Posted by AzBlueMeanie:
In a major victory for the Obama administration's Justice Department, voting rights advocates, and for the rule of law, a panel of the D.C. Circuit Court ruled unanimously today that the Texas redistricting plan crafted by the Tea-Publican dominated Texas legislature intentionally discriminates against Latinos in violation of the Voting Rights Act. You're shocked, I'm sure. Federal Court: GOP’s Texas Redistricting Plan Intentionally Discriminated Against Hispanics | TPMMuckraker:
A redistricting plan signed by Texas Gov. Rick Perry (R) intentionally discriminated against Hispanic voters, a three-judge panel unanimously ruled Tuesday. The judges found that seats belonging to white incumbent members of Congress were protected under the plan while districts belonging to incumbent minorities were targeted for changes.
The court was “persuaded by the totality of the evidence that the plan was enacted with discriminatory intent,” according to the ruling. There was “sufficient evidence to conclude that the Congressional Plan was motivated, at least in part, by discriminatory intent,” the court found.

SUPPLIED DATA:
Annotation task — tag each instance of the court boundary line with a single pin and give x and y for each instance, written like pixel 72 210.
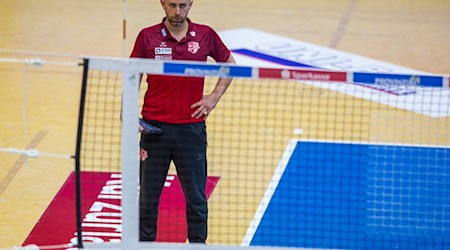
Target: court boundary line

REQUIRED ACTION 1:
Reproduce the portion of the Texas redistricting post between "The court was" and "the court found.", inclusive.
REQUIRED ACTION 2:
According to the Texas redistricting post, whose congressional seats did the judges find were protected under the plan?

RESULT 1:
The court was “persuaded by the totality of the evidence that the plan was enacted with discriminatory intent,” according to the ruling. There was “sufficient evidence to conclude that the Congressional Plan was motivated, at least in part, by discriminatory intent,” the court found.

RESULT 2:
Seats belonging to white incumbent members of Congress.